_Work to do_. Identify each line below containing the word "blue", and copy those lines out.

_Dataset items_.

☆ ☆ ☆ ☆ ☆ ☆ ☆

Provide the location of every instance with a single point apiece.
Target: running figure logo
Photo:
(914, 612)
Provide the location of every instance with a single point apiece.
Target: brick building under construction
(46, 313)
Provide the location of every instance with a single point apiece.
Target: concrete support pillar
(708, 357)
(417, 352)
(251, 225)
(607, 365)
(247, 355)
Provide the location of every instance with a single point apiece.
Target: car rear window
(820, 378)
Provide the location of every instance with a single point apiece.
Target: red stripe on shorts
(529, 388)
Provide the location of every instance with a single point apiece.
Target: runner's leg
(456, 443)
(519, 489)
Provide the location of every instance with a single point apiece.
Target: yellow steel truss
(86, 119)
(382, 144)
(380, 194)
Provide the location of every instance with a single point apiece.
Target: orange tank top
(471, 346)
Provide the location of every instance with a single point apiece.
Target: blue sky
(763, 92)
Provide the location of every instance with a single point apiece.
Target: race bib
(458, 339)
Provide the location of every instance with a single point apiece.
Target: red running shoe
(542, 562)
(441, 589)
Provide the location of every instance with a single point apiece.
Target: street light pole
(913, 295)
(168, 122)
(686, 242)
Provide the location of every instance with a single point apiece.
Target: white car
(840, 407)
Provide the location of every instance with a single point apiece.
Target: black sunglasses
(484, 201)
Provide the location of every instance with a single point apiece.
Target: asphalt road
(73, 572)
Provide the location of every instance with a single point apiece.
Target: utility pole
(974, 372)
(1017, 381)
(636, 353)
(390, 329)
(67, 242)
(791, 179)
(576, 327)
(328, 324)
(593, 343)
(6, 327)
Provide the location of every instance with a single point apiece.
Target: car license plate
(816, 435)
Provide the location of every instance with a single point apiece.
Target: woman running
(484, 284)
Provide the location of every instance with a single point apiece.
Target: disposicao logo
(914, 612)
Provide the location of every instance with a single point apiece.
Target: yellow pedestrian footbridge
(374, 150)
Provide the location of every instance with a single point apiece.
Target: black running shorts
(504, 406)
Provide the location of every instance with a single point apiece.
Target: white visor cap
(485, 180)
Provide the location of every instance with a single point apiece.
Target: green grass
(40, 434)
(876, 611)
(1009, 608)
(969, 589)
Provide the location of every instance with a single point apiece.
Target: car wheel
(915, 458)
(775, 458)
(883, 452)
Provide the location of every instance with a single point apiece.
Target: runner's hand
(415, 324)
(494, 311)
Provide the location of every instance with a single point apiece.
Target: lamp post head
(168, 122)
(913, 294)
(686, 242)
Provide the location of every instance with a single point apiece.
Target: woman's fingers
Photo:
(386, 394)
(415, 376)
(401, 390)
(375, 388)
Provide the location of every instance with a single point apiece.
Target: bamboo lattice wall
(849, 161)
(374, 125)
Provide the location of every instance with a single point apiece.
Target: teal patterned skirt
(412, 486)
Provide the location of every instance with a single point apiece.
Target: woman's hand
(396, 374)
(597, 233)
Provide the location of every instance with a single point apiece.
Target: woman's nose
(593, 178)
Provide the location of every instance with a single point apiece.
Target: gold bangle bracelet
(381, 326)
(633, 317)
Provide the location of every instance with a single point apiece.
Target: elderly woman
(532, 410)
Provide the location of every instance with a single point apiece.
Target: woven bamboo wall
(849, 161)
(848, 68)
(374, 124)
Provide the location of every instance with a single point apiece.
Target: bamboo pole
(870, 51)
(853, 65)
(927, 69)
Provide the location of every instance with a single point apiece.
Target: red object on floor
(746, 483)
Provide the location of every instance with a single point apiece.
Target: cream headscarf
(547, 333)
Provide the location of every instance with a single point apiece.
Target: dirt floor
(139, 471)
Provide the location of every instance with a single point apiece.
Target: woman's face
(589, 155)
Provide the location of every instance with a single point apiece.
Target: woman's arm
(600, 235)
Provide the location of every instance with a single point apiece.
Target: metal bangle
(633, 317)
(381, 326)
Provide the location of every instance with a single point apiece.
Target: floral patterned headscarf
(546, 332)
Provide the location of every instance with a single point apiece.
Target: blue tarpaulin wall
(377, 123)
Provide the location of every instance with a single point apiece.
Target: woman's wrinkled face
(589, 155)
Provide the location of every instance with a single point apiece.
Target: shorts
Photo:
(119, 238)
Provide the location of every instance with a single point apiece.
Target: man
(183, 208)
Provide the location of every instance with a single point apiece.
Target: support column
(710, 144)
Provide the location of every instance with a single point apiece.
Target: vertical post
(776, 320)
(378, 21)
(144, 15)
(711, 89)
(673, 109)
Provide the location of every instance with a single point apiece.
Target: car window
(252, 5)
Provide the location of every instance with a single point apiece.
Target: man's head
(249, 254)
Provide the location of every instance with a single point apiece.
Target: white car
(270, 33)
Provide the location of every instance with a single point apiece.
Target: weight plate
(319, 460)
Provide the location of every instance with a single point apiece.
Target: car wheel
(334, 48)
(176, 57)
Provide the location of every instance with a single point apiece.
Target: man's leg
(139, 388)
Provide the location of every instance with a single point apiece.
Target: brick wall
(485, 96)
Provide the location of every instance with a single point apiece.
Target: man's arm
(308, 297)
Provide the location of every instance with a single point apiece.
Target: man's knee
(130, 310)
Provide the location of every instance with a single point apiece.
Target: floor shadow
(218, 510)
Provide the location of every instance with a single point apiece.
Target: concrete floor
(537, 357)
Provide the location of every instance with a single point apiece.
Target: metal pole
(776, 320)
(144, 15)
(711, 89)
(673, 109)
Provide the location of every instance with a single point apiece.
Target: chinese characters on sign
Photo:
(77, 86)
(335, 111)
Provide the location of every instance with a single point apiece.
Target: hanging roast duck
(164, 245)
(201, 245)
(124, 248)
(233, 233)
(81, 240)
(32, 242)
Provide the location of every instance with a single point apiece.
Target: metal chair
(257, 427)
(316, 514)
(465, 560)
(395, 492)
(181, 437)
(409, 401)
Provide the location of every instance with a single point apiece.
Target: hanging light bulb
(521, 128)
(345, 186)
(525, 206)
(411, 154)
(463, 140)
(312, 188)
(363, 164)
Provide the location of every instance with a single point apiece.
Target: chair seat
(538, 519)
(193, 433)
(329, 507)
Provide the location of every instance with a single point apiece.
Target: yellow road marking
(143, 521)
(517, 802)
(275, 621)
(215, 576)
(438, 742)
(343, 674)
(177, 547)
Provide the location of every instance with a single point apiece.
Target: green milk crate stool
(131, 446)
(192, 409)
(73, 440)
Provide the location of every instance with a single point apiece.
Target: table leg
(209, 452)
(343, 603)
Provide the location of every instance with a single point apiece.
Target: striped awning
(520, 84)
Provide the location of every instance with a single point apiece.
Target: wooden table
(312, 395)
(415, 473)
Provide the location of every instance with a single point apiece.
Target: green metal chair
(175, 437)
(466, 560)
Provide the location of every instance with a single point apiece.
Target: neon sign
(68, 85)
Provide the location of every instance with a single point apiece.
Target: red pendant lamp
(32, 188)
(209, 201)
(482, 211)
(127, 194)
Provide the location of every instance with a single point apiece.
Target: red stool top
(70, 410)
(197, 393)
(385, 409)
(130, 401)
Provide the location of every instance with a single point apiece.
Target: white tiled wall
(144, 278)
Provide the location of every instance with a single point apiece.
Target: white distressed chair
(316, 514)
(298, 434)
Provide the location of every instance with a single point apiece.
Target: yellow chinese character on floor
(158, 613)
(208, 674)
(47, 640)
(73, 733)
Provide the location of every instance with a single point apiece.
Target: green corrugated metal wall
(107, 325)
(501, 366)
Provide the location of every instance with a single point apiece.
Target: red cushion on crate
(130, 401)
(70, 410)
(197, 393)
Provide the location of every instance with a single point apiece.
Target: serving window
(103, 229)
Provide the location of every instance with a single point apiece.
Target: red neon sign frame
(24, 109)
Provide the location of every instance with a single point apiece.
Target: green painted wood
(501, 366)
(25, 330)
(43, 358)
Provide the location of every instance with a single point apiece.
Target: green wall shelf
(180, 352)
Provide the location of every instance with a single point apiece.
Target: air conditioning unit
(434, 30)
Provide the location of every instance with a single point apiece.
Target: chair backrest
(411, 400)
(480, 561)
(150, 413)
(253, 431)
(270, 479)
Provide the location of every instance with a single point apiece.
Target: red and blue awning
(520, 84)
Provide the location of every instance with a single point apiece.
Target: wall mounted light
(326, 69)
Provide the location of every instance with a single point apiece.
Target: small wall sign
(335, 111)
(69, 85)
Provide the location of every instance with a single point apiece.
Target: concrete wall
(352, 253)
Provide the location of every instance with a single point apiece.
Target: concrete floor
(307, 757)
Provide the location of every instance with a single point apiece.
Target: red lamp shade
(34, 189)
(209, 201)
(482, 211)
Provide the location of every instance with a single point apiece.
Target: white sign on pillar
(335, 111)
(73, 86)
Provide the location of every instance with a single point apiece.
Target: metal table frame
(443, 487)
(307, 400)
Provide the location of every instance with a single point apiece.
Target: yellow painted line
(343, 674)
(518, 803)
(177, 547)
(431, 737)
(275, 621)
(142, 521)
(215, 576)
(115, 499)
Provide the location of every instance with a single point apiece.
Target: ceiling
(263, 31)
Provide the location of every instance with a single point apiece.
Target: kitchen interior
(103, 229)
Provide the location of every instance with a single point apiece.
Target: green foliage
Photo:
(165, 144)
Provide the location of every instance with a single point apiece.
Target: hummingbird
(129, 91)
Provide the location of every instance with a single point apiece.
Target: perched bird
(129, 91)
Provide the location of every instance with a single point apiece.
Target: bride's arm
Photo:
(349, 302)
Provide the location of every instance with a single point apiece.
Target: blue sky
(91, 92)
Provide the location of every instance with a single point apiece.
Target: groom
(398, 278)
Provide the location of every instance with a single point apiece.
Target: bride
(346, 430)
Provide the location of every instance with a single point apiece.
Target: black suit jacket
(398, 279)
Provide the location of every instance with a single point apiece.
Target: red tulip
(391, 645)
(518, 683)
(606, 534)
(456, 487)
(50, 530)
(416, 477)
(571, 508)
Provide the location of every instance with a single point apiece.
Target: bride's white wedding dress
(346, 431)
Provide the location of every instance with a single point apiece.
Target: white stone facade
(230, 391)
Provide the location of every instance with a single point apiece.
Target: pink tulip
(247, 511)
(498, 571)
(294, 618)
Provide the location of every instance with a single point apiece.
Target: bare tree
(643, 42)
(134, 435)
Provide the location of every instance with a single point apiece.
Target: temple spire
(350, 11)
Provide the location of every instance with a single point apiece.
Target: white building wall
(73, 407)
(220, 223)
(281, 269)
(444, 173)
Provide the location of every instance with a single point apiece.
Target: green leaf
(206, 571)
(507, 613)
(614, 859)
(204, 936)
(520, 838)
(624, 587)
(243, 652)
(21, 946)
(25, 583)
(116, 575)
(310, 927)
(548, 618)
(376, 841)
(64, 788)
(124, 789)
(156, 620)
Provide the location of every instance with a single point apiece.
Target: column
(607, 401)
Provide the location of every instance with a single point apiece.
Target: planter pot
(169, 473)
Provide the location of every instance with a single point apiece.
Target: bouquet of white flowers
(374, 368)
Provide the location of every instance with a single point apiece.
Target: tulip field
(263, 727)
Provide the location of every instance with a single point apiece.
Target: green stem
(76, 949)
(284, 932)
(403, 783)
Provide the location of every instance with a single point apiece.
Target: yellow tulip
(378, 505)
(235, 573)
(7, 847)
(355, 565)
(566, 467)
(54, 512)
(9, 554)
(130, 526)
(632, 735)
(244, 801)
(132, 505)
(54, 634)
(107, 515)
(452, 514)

☆ ☆ ☆ ☆ ☆ ☆ ☆

_Problem solution_.
Target: blue sky
Target: blue tarpaulin wall
Target: red and blue awning
Target: blue sky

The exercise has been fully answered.